ACM SIGSOFT Early Career Researcher Award FAQ
Are you a senior researcher in SE? You should nominate a great junior colleague for the ACM SIGSOFT Early Career Researcher award.
Are you a junior researcher? You should be nominated for the SIGSOFT Early Career Researcher Award.
Yes, you, really! The ACM SIGSOFT Early Career Researcher Award celebrates individuals who have made outstanding contributions to software engineering research within seven years of completing their most recent computer-related degree. The award is global, and open to both academic and industrial researchers.
This FAQ tackles common questions and concerns to help you move forward with confidence.
Q: How is the 7-year eligibility window calculated?
The seven-year period runs from the year of your most recent computer-related degree (bachelor’s, master’s, or doctoral). For example, if you received your PhD at any point in 2018, you’re eligible to be nominated up to and including the 2025 nomination cycle (where the winners will receive awards in 2026).

== Instructions ==
A) Answer these questions from the award FAQ, one line each:
(i) Within how many years of the most recent computer-related degree must the contributions be made?
(ii) Which two kinds of researchers can receive the award?
(iii) For someone who got a PhD in 2018, what is the last nomination cycle they can be nominated in?
B) Pick up the award FAQ after its last sentence and keep writing it.

== Given material ==

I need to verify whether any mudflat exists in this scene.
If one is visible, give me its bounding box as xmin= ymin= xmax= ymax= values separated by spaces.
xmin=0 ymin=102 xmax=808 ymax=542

== Results for the exercise ==
A)
(i) Seven years.
(ii) Academic and industrial researchers.
(iii) The 2025 nomination cycle.

B)
Q: I’m outside the 7-year window. Can I still apply?
The eligibility period is regularly extended for extenuating circumstances, especially parental leave. A significant medical leave would also qualify, as well as considerations for the Covid-19 pandemic. The main consideration is that the situation must have caused a meaningful interruption to your career or research program. Simply ensure that those circumstances and their duration are clearly documented in the nomination statement. The committee reviews each case individually and will consider your specific situation fairly.
Q: I don’t have as many publications as X previous winner. Am I competitive?
There’s no magic number. The award recognizes “outstanding contributions,” which the committee evaluates based on impact (including on industry research or practice!), innovation, and significance rather than by counting papers. Publication counts in general, and amongst past winners, vary wildly based on research area, collaboration style, and type of contributions.
Q: What kinds of contributions actually count as “outstanding”? What should I highlight?
Looking at recent winners, outstanding contributions include but are not limited to:
- Methodological breakthroughs: New testing techniques, development tools, or ways of analyzing software
- Important empirical insights: Studies that change how we understand software engineering practices
- Useful tools or techniques: Software systems that researchers or practitioners adopt and use, or that other researchers are building on.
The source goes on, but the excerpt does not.